We had yet another chance run-in with a couple of local professionals here in Singida, the competitive whistlers! We have come to a consensus that these two men, both older men with colorful whistles, one green the other pink, are few bricks short of a full stack. They tend, every time we see them, to walk down the center of the roads blowing their whistles with hand-made traffic signs. We wonder if they want to become traffic cops although Singida doesn’t have traffic signs, none-the-less traffic officers. We’re always entertained by these men, since it seems neither bores of the continuous whistling and directing, it’s pretty amazing. On the off chance they happen upon each other, we witnessed this a few days ago, they tend to escalate the whistling as an attempt to become the loudest on the block. If only I could find where they bought these whistles I would have something to fill my time when I’m not working on surveys.
-Ryan

Friday, February 5, 2010

Hannibal research col-Lecter




Our time here in Singida has been just flying by, in a relative fashion. We haven’t been severely ill since arriving, which is probably the main reason we’ve enjoyed our time here so much. Also, Betsy’s research is moving right along and it looks like phase two will be concluded this coming Wednesday already, kicking butt and taking names! During the course of collecting data, Betsy and I have come across different parts of Singida, which have just slightly amazed us; part bizarre and part completely awesome!
One of our first finds within “unique” Singida was the Curio-Cabinet Jesus. Down the road from our hotel, which has large concrete animals outside scattered about, there is a Catholic Nunnery. This particular compound is one of the nicer looking areas of Singida so we decided to investigate and to our delight they have a live-size concrete Jesus, contained within a glass enclosure (see pictures below)! One of the nuns saw us looking through the gate and offered to let us in to see the amazing concrete Jesus, they’re so proud of it. We’re also white so getting into enclosed and gated areas is somewhat easy around here.

* **Given data**
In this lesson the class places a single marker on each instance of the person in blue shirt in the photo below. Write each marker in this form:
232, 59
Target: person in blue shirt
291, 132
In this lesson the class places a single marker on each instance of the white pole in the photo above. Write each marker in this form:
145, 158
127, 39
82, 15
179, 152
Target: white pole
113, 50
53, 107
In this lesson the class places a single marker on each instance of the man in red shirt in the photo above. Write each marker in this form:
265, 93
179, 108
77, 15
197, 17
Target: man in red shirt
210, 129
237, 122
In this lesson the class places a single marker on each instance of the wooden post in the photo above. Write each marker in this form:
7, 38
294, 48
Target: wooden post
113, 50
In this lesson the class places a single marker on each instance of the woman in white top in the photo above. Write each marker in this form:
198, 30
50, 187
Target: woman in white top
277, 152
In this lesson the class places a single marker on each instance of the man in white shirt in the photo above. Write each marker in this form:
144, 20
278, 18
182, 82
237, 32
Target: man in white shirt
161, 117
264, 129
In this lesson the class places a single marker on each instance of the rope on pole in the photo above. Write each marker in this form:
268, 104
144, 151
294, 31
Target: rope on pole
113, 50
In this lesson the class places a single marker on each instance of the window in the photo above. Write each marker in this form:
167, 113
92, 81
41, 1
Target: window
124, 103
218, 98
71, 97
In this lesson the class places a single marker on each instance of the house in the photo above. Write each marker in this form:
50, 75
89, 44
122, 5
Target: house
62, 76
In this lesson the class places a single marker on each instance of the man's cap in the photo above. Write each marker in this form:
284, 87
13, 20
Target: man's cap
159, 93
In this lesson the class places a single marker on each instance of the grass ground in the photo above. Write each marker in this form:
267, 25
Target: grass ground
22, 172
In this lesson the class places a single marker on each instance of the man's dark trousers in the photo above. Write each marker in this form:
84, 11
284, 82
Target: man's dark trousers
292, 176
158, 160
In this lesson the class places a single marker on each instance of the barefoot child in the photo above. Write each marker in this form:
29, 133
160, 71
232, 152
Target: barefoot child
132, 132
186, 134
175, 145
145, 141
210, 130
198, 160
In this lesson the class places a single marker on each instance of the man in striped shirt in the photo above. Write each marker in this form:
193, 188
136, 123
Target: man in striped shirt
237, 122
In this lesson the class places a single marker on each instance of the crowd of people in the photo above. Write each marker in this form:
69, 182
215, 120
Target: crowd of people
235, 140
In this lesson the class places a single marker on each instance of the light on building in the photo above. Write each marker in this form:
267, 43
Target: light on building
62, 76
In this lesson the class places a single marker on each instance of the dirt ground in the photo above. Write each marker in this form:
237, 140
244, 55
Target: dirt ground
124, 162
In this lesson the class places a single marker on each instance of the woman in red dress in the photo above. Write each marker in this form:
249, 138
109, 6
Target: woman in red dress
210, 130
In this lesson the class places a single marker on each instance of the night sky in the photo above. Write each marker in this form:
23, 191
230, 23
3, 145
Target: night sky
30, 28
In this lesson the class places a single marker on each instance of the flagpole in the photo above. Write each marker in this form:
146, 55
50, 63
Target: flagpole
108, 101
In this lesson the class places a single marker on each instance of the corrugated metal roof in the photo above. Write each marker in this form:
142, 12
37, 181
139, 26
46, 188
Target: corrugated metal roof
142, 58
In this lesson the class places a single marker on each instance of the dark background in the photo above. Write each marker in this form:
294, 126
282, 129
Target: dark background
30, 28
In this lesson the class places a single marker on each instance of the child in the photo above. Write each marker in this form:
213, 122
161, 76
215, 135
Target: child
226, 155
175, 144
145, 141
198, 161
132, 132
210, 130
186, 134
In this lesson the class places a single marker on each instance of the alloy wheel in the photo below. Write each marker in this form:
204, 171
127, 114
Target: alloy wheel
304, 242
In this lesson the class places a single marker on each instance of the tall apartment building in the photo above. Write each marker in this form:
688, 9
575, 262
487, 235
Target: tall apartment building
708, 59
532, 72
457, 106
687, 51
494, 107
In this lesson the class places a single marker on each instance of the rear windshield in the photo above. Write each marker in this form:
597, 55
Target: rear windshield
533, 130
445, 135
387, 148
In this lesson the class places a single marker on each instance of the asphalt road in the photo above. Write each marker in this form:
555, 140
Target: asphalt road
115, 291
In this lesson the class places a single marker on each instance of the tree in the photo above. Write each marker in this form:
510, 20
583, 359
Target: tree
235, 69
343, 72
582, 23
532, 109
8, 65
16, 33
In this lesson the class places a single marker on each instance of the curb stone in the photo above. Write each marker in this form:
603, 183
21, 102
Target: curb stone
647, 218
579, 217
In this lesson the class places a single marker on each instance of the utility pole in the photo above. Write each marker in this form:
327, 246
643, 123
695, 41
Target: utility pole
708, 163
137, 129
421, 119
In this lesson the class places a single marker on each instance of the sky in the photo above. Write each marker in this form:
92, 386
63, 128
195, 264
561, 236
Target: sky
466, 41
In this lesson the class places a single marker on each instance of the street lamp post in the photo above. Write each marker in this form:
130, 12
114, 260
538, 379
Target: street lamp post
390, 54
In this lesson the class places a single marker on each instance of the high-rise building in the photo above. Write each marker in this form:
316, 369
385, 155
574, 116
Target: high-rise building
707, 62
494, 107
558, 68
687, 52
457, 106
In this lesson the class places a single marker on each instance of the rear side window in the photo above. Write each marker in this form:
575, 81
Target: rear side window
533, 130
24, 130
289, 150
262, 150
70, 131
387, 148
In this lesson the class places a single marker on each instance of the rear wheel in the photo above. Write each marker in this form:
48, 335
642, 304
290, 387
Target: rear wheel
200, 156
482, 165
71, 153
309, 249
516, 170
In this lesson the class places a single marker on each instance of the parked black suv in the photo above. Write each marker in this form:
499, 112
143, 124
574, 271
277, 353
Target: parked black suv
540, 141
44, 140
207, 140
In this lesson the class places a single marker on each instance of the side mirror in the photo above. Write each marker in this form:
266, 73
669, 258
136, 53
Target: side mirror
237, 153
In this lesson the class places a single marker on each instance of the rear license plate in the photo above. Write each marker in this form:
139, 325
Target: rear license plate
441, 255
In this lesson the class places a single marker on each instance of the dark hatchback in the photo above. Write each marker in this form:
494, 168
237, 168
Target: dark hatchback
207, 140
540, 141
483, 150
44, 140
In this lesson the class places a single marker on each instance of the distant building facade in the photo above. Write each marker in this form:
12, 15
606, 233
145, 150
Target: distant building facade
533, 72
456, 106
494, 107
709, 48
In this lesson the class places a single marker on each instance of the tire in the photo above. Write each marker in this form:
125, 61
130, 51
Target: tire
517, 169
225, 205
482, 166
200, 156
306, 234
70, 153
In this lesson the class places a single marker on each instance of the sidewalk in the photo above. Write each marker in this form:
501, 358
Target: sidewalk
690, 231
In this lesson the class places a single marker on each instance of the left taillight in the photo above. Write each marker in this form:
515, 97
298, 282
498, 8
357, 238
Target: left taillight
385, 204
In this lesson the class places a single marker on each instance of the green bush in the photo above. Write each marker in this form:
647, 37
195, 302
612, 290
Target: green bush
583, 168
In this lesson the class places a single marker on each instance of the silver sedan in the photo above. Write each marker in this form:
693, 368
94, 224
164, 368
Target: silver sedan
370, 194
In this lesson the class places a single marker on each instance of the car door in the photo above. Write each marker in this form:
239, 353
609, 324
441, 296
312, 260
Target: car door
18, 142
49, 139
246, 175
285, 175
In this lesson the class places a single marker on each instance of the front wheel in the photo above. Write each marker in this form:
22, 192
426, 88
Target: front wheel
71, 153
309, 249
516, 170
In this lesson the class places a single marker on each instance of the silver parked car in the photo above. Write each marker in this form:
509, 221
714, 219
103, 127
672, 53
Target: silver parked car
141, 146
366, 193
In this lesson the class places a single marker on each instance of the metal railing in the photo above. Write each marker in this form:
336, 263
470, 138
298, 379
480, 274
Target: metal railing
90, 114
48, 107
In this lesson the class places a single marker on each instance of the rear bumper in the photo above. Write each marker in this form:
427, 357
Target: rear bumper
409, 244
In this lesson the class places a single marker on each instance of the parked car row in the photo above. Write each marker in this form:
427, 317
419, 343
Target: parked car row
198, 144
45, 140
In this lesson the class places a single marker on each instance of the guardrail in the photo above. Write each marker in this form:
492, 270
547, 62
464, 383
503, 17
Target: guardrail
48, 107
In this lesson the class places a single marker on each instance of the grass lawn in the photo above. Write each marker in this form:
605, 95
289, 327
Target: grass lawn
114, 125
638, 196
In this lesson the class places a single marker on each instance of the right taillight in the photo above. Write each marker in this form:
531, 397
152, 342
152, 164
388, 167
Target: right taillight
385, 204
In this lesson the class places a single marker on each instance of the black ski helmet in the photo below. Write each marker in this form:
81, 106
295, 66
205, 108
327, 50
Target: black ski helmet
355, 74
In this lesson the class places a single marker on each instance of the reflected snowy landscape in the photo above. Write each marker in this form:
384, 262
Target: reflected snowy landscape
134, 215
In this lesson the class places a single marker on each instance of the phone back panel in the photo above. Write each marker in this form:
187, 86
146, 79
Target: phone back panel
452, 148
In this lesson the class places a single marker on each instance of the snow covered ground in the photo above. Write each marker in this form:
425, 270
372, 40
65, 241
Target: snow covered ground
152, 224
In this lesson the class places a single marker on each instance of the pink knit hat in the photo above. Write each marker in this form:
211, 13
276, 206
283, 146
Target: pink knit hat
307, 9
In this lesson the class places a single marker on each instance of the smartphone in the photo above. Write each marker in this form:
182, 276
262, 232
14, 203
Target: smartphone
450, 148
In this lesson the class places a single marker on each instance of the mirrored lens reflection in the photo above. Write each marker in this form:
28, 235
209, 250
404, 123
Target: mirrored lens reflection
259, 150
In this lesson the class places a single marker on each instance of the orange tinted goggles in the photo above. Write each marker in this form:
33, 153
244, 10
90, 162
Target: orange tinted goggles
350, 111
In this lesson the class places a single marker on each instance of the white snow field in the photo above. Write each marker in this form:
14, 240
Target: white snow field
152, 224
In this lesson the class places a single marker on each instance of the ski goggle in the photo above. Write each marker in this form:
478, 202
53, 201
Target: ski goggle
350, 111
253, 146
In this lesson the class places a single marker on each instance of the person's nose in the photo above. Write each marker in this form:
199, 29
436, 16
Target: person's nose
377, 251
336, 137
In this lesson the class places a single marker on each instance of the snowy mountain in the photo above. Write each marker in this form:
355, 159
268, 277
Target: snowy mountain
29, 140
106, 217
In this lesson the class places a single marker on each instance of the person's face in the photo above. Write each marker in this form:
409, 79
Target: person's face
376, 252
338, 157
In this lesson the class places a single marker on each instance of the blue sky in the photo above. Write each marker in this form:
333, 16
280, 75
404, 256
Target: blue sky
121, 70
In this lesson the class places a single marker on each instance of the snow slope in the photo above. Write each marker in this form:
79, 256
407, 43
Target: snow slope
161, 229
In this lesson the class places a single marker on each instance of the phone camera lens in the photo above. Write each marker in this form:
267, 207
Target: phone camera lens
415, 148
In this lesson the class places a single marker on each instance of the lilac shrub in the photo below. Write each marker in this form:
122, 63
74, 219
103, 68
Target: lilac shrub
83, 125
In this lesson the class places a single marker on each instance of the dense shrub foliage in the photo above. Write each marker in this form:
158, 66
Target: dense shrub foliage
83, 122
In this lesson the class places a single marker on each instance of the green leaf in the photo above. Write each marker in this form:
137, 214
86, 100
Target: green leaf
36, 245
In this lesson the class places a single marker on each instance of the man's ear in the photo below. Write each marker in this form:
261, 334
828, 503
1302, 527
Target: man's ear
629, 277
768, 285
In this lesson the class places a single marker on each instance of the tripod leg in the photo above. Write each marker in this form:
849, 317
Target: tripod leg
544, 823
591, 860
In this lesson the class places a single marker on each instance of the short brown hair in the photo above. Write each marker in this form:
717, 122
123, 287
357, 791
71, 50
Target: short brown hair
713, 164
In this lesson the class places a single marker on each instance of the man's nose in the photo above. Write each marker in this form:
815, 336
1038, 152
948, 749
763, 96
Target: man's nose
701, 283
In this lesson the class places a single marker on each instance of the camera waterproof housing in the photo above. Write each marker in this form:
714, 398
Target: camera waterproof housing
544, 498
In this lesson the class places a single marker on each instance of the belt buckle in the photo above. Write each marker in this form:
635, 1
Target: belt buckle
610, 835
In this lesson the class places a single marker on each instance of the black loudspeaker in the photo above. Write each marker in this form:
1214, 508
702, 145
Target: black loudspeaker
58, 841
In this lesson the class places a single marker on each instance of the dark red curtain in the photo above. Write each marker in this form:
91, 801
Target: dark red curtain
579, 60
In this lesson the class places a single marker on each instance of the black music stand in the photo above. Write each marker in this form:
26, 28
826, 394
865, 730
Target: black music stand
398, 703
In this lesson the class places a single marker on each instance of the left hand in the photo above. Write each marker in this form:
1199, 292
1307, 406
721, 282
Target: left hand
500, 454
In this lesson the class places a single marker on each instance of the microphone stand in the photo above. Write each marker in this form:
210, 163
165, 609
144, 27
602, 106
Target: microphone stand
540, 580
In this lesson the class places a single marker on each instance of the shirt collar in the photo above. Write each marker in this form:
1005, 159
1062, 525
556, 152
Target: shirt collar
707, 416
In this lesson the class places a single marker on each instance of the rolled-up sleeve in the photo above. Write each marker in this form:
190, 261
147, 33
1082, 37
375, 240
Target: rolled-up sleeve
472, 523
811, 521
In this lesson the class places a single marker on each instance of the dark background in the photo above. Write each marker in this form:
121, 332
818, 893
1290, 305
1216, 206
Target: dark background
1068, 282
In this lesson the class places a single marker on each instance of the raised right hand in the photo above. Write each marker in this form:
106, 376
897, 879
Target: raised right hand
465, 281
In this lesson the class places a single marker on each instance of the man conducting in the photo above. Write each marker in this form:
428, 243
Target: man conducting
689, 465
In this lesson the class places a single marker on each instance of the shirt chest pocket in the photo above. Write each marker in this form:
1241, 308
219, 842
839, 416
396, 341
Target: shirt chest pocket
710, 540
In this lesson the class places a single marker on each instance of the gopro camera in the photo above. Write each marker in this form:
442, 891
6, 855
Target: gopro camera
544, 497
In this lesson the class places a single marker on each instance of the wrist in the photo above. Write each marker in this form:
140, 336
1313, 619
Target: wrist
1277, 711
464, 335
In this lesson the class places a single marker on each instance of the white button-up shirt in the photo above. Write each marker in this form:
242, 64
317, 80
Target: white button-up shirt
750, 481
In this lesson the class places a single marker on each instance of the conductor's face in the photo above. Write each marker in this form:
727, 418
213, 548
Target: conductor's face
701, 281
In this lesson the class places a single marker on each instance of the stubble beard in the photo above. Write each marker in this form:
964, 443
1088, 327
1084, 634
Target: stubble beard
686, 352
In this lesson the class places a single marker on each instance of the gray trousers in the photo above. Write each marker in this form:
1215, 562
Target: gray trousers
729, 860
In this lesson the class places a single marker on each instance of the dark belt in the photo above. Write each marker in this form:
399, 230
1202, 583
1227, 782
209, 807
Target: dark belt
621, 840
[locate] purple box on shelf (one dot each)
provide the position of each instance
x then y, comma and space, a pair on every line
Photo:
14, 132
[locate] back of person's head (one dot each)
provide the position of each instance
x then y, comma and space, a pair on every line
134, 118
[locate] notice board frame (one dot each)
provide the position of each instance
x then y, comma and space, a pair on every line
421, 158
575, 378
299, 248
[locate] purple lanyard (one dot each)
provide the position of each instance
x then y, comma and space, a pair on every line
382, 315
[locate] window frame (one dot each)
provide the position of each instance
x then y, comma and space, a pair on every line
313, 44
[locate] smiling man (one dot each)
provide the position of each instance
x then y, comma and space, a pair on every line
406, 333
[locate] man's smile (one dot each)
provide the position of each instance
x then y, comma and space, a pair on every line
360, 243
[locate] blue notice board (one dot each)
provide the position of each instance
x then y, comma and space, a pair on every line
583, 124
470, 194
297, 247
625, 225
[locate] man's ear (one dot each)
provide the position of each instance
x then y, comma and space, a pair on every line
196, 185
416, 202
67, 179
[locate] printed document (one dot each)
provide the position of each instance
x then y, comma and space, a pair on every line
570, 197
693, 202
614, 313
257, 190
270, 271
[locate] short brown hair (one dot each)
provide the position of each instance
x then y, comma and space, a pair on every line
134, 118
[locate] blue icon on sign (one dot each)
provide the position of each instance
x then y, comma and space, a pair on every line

* **Required actions**
A. Print the part of the Singida blog excerpt that begins at the words "One of our first" and ends after "easy around here.", word for word.
B. Carry on the Singida blog excerpt, starting right after its last sentence.

* **Task answers**
A.
One of our first finds within “unique” Singida was the Curio-Cabinet Jesus. Down the road from our hotel, which has large concrete animals outside scattered about, there is a Catholic Nunnery. This particular compound is one of the nicer looking areas of Singida so we decided to investigate and to our delight they have a live-size concrete Jesus, contained within a glass enclosure (see pictures below)! One of the nuns saw us looking through the gate and offered to let us in to see the amazing concrete Jesus, they’re so proud of it. We’re also white so getting into enclosed and gated areas is somewhat easy around here.

B.
Speaking of gates, here in Singida they employ a slightly more sinister way to protect their buildings than in Haydom, they implant broken bottles at the top of the walls as a kind of razor wire technique. I think it’s amazing the ingenuity of using the one resource they have which will cut people, glass. Since they don’t have access to many materials here, it’s definitely a good way to keep people out (see picture below).
We’ve also found the first city waste disposal system since we’ve been in Tanzania here. Singida, for a Tanzanian town, is relatively clean and litter free. Having been to many different towns prior to coming to Singida and finding them to be just covered in trash we have been wondering why there isn’t taka-taka (Swahili for trash) everywhere! Well, we finally found the reason, they actually have places you can deposit your trash and again, another reason we really like Singida. Apparently, they had widespread outbreak of cholera a few years ago, since then they place large trash receptacles around town (see picture below). It looks really ugly, at least in the places where they placed these things but it’s quite amazing that they do this and keeps the rest of the town relatively clean. I’m glad our hotel isn’t near one of these, they smell like death and people are always climbing around in them, yuck!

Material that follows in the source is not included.